_Short problem 1_.
Write out the passage on inequality word for word, starting at "Such questions are" and ending at "truly reached it.".

_Quoted text_.
++++++
The discourse addresses man and speaks directly to men who are not afraid to honor truth and discuss difficult topics.
Two types of inequality among men are distinguished:
Natural or physical inequality: differences in age, health, bodily strength, mind, and soul qualities; established by nature.
Moral or political inequality: depends on convention and is established or authorized by common consent; includes privileges such as being richer, more honored, more powerful, and having the right to demand obedience from others.
It is pointless to ask about the cause of natural inequality, as it is self-explanatory by definition.
It is absurd to question if those who command are inherently better than those who obey, or if strength, wisdom, or virtue always correspond to power or riches.
Such questions are suitable for slaves but unbecoming free and rational beings pursuing truth.
The purpose is to identify the historical moment when right replaced violence, nature became subject to law, and the strong began to serve the weak.
The people traded imaginary ease for real happiness.
Philosophers have tried to trace society’s origins back to a state of nature, but none have truly reached it.
Many philosophers wrongly attribute justice and injustice or natural rights to men in that state without proof or explanation.
Some unjustly assume the strong have authority over the weak and immediately create government without considering how people would understand authority and government.
Philosophers confuse ideas from society with those that could exist in the state of nature, describing savages as citizens.
Few doubt that a state of nature existed, though sacred history suggests that even the first man, guided by God, never lived in such a state.
If one accepts the Books of Moses as credible, one must deny the actual existence of the state of nature before the Deluge unless by extraordinary event — a paradox difficult or impossible to prove.
The inquiry will set aside historical facts; these are hypothetical reasonings to illustrate nature’s laws rather than true origins.
Religion commands belief that men are unequal by God’s will but does not forbid conjectures based on human nature and surrounding beings about mankind’s fate if left to itself.
The discourse will use universal language, addressing all nations equally, imagining speaking before the philosophers of Athens and all humanity.
The account is read not from man-made books, which are lies, but from the book of nature, which never lies.
The times described are very remote; mankind has changed greatly from what it once was.
The narrative is like writing the life of the species, focusing on innate qualities, and on how education and habits have corrupted but not destroyed them.
There is an age at which every individual would choose to stop; the reader will seek the age at which mankind would have wished to stop its development.
Discontent with the present condition, which threatens unhappy posterity with greater troubles, may cause a wish to return to the past.
This sentiment is a praise of the first ancestors, a criticism of contemporaries, and a warning to future generations.
++++++
_Short problem 2_.
Pull out every line of the entries below that contains the word "baseboard".

_Records_.
++++++
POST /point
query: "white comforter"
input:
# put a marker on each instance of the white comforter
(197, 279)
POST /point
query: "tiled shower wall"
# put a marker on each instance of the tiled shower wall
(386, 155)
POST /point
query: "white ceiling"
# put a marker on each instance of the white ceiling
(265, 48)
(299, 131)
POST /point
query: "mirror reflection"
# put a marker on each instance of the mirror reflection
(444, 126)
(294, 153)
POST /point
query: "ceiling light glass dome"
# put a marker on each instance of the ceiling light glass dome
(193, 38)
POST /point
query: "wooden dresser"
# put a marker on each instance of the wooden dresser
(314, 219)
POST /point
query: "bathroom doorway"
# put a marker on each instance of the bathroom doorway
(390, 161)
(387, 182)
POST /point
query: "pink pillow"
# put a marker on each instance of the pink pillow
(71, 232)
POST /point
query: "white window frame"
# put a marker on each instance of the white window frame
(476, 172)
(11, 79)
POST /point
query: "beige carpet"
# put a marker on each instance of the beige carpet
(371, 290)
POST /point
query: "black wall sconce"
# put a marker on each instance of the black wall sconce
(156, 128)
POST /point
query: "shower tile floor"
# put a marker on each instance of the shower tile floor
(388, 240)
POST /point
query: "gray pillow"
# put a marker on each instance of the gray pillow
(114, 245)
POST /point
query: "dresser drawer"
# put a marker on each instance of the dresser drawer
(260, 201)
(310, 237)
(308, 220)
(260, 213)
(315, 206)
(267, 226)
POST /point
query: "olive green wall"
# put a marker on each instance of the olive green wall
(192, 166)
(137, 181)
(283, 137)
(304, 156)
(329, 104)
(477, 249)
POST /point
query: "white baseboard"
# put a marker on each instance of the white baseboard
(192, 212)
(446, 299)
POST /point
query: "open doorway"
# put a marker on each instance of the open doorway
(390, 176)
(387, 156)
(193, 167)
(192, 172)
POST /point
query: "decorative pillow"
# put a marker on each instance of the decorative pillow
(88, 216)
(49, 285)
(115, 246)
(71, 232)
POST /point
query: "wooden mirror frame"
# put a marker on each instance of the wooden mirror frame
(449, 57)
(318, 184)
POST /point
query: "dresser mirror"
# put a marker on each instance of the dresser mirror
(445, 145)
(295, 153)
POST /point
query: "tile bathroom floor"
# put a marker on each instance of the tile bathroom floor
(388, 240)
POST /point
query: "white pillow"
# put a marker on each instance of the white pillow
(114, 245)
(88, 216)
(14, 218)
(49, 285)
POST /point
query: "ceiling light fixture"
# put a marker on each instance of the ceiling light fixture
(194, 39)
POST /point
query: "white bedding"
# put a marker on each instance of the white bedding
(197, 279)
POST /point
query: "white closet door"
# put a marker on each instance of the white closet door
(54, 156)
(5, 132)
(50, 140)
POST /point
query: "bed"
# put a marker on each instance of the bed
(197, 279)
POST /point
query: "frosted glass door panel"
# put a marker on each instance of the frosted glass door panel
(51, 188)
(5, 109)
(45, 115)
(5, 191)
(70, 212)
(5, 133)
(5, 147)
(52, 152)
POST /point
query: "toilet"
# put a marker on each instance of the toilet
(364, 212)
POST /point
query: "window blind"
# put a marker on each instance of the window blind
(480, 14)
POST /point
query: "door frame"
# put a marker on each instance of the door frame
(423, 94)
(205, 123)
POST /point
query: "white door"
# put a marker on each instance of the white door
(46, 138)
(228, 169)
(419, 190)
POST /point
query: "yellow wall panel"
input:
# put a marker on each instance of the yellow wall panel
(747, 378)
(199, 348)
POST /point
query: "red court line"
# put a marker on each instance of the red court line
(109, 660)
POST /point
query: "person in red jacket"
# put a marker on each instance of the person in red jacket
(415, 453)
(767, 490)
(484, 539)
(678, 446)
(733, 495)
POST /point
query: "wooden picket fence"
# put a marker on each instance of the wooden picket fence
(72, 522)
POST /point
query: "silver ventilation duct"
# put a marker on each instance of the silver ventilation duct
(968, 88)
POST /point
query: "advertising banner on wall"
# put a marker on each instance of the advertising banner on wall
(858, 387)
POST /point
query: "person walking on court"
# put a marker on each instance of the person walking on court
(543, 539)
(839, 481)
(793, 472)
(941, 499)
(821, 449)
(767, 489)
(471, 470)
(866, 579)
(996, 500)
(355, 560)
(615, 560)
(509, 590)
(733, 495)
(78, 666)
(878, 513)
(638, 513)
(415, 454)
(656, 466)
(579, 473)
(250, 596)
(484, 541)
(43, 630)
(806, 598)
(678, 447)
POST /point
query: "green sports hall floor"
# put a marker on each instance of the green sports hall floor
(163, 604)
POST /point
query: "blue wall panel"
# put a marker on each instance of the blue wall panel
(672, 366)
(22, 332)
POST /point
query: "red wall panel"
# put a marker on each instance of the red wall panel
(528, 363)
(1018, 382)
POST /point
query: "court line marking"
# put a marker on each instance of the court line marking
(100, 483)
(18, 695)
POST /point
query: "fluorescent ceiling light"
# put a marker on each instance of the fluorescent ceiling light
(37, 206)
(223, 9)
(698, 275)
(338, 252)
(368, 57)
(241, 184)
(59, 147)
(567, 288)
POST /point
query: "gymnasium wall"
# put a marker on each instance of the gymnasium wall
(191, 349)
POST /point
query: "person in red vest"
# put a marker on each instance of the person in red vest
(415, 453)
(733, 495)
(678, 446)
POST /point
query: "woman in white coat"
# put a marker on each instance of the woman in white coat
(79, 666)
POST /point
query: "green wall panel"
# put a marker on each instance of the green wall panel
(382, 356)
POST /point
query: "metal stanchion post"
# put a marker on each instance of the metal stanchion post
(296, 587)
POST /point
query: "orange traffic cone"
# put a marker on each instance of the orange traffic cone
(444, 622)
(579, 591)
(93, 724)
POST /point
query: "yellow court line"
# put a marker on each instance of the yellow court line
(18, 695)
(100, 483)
++++++
_Reply 1_.
Such questions are suitable for slaves but unbecoming free and rational beings pursuing truth.
The purpose is to identify the historical moment when right replaced violence, nature became subject to law, and the strong began to serve the weak.
The people traded imaginary ease for real happiness.
Philosophers have tried to trace society’s origins back to a state of nature, but none have truly reached it.

_Reply 2_.
query: "white baseboard"
# put a marker on each instance of the white baseboard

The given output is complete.